_TASK REQUIREMENTS_.
Every entry below must be reproduced exactly.

_MATERIAL FOR THE TASK_.

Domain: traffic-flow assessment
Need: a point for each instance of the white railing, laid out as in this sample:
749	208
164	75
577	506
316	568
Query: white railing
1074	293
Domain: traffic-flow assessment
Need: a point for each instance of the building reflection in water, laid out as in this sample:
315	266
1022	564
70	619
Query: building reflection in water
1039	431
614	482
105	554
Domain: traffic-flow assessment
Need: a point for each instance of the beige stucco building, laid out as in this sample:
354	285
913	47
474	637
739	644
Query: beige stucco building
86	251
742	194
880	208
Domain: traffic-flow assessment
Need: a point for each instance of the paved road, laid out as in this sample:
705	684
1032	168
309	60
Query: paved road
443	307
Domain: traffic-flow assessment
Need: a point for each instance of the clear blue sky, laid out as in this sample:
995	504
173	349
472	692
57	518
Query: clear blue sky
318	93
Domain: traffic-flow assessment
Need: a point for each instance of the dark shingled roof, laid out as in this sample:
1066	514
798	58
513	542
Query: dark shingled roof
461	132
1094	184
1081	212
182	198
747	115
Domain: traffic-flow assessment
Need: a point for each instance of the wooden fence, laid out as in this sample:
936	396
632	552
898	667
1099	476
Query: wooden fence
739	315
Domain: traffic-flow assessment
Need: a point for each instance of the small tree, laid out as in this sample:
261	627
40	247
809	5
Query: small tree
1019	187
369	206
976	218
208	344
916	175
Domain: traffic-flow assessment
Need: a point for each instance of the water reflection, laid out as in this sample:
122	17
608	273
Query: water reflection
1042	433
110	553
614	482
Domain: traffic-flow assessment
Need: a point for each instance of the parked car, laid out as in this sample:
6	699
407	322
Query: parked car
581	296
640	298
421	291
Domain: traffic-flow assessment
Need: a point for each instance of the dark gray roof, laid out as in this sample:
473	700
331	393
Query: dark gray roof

_YOUR SOLUTION_.
Domain: traffic-flow assessment
Need: a point for each instance of the white railing, laid out as in this sample:
749	208
164	75
577	506
316	568
Query: white railing
1074	293
Domain: traffic-flow assessment
Need: a point for each instance of the building reflection in water, laid out as in this sample:
315	266
1022	564
70	619
Query: building reflection in water
1039	431
614	482
105	554
Domain: traffic-flow assessment
Need: a point for each instance of the beige stucco building, laid out as in this sample:
354	285
913	47
474	637
739	644
Query: beige stucco building
86	251
742	194
880	208
Domain: traffic-flow assessment
Need: a point for each instance of the paved road, laid out as in this sample:
705	684
1032	168
309	60
Query: paved road
443	307
Domain: traffic-flow assessment
Need: a point for each instance of the clear blue sky, laid out as in this sample:
995	504
173	349
472	692
57	518
Query: clear blue sky
318	93
Domain: traffic-flow assessment
Need: a point for each instance of the dark shingled roof, laid out as in this sample:
1066	514
798	58
513	542
Query: dark shingled roof
461	132
1094	184
1081	212
182	198
747	115
Domain: traffic-flow assessment
Need: a point for each instance of the wooden fence, laid out as in this sample:
936	396
632	552
898	667
1099	476
Query: wooden fence
739	315
Domain: traffic-flow assessment
Need: a point for each instance of the small tree, laid out as in this sample:
261	627
40	247
809	5
Query: small tree
1019	187
369	206
976	218
208	344
916	175
Domain: traffic-flow assessment
Need: a point for each instance of the water reflection, laid out as in this sample:
122	17
608	273
Query: water reflection
1042	433
110	553
614	482
Domain: traffic-flow assessment
Need: a point for each instance of the parked car, laid out as in this sample:
6	699
407	322
Query: parked car
581	296
640	298
421	291
Domain: traffic-flow assessment
Need: a point for each instance of the dark gray roof, laid out as in this sample:
473	700
331	393
Query: dark gray roof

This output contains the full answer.